#### [Problem to solve]
At the line that includes "Find the rocky", begin writing out the entries below exactly, and continue through the last line without adding anything.

Recorded data: Begin

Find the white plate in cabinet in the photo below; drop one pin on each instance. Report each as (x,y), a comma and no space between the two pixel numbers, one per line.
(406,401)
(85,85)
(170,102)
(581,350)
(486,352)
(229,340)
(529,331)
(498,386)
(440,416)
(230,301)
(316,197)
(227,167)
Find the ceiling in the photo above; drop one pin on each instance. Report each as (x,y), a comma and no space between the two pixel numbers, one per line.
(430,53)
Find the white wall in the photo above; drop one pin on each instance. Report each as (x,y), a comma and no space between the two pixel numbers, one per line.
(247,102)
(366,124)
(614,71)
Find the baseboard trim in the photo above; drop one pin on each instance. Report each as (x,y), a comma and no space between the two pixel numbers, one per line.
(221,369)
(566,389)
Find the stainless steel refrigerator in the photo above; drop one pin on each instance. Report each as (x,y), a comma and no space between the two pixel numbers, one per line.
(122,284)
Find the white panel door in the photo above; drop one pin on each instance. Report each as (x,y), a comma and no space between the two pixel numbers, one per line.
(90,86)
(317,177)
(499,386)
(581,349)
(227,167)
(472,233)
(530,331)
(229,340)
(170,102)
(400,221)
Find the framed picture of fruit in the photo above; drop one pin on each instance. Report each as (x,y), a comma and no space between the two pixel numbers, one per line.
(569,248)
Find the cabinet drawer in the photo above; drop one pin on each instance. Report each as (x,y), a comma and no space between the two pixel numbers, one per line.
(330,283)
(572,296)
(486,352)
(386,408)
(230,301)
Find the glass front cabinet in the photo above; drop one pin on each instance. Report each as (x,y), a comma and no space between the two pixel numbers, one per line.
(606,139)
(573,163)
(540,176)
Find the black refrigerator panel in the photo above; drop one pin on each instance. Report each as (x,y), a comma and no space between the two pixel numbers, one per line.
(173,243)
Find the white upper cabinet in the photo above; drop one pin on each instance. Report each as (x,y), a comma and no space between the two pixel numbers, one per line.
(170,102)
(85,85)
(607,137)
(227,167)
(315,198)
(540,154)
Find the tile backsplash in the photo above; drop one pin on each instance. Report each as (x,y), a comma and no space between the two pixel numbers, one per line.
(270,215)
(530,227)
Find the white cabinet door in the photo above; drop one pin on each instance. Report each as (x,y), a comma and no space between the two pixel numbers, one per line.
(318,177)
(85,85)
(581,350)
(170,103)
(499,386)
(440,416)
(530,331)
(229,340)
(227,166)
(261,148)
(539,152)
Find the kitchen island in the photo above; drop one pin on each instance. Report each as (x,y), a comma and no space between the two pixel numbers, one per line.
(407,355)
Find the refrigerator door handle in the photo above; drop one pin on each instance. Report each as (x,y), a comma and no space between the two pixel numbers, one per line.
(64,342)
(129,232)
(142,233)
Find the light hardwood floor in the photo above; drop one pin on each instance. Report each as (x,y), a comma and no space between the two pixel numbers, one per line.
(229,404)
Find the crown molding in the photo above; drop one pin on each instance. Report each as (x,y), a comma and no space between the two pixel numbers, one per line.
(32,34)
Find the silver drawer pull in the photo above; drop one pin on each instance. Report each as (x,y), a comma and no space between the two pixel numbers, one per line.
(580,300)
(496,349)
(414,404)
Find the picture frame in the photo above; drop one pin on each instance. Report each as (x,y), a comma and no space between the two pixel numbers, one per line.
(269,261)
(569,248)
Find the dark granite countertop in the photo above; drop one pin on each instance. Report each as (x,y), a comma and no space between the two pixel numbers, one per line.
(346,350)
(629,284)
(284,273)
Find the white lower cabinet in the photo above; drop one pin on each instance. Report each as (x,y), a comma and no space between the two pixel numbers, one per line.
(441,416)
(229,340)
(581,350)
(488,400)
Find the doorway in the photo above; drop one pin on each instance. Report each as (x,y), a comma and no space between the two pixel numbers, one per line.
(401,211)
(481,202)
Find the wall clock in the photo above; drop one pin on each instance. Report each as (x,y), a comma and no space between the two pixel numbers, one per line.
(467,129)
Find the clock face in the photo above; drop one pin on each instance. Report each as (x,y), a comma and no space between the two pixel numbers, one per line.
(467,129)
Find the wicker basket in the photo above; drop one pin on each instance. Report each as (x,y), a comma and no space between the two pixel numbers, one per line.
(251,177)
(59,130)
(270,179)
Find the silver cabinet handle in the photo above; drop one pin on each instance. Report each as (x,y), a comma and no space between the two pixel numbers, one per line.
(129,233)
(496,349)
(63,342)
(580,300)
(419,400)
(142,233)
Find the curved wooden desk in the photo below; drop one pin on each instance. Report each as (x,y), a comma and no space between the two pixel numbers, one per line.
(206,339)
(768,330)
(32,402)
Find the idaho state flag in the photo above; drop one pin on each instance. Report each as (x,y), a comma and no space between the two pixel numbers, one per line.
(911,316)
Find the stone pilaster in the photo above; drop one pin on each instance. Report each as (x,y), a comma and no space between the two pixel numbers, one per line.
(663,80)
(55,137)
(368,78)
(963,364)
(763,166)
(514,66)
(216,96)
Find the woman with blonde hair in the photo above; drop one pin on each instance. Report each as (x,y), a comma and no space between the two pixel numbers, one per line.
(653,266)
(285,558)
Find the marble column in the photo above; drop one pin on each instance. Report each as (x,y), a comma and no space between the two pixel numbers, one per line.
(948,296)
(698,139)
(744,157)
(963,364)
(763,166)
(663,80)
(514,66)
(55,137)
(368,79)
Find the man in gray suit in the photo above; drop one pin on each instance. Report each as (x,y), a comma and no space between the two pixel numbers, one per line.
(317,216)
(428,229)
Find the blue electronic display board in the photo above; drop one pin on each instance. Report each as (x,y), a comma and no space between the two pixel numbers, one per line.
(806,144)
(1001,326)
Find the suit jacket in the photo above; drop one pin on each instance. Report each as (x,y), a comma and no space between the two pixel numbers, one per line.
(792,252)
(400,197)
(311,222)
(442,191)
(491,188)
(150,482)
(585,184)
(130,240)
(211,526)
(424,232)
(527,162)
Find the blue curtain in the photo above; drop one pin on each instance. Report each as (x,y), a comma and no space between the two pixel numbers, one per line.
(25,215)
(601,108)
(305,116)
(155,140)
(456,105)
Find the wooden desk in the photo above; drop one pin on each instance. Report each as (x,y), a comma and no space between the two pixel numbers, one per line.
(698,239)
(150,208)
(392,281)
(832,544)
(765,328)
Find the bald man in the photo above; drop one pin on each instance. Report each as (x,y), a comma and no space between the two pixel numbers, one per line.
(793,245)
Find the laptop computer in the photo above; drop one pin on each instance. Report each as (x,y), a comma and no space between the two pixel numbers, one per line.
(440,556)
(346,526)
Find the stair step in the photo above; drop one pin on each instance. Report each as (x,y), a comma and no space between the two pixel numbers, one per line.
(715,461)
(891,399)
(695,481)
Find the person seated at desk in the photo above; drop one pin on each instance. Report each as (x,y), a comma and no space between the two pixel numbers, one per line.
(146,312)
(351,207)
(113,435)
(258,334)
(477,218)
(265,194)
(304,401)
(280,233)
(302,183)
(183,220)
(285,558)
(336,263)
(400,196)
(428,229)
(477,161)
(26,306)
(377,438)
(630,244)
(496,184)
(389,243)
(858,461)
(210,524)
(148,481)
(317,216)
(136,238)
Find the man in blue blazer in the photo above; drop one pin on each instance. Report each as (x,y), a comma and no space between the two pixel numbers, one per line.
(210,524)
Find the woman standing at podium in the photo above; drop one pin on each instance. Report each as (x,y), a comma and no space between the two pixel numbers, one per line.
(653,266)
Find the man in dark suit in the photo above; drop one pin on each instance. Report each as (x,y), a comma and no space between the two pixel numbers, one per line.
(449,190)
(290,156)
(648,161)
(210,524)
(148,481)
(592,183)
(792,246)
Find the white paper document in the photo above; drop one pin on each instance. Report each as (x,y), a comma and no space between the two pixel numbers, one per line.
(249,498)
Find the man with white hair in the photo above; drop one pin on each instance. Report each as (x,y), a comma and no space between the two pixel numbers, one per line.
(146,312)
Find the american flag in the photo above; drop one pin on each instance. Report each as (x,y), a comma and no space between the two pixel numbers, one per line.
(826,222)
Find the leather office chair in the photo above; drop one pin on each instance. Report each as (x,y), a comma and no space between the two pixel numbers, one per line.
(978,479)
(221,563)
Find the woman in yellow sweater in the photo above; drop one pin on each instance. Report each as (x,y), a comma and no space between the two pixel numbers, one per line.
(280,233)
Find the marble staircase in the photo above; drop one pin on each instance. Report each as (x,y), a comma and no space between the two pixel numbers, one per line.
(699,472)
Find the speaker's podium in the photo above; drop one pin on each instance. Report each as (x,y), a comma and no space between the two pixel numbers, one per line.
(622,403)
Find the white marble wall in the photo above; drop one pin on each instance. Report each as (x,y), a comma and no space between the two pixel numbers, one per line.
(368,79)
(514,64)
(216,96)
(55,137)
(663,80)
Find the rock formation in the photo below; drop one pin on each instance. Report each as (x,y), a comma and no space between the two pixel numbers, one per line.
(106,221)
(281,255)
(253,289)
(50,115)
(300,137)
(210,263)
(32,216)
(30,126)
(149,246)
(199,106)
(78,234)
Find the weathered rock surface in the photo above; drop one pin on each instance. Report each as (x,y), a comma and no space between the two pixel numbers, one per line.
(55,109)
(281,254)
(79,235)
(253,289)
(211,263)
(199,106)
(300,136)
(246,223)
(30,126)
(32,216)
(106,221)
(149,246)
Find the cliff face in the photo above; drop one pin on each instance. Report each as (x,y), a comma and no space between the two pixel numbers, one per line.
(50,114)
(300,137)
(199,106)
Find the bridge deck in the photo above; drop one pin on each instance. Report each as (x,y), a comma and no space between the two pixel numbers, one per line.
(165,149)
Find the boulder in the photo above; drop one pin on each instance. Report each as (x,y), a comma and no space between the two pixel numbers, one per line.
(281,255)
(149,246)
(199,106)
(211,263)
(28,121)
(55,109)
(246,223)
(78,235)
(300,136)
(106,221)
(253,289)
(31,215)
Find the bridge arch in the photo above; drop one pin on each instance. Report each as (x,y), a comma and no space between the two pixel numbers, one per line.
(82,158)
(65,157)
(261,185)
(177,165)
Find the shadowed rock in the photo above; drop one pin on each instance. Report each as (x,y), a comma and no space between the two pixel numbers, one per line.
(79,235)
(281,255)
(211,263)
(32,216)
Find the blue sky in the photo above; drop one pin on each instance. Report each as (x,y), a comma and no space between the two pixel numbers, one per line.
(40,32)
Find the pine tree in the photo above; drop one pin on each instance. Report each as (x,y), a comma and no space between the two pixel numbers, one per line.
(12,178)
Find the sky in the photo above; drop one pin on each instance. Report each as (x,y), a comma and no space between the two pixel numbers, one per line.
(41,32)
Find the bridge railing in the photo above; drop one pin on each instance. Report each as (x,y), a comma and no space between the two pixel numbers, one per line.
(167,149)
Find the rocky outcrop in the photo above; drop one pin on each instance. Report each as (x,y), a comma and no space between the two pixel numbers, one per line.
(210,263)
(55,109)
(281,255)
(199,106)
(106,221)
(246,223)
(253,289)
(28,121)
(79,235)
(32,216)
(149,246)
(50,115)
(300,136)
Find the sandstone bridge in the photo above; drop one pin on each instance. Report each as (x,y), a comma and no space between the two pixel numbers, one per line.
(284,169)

Recorded data: End

#### [The completed task]
Find the rocky outcrop in the photo above; drop one pin on each instance. Report each as (x,y), a comma and no space between the two pixel numbers, one per line.
(210,263)
(55,109)
(281,255)
(199,106)
(106,221)
(246,223)
(253,289)
(28,121)
(79,235)
(32,216)
(149,246)
(50,115)
(300,136)
Find the sandstone bridge in the photo above; drop one pin on each instance. Report each as (x,y), a comma and no space between the two pixel numbers, one per line.
(284,169)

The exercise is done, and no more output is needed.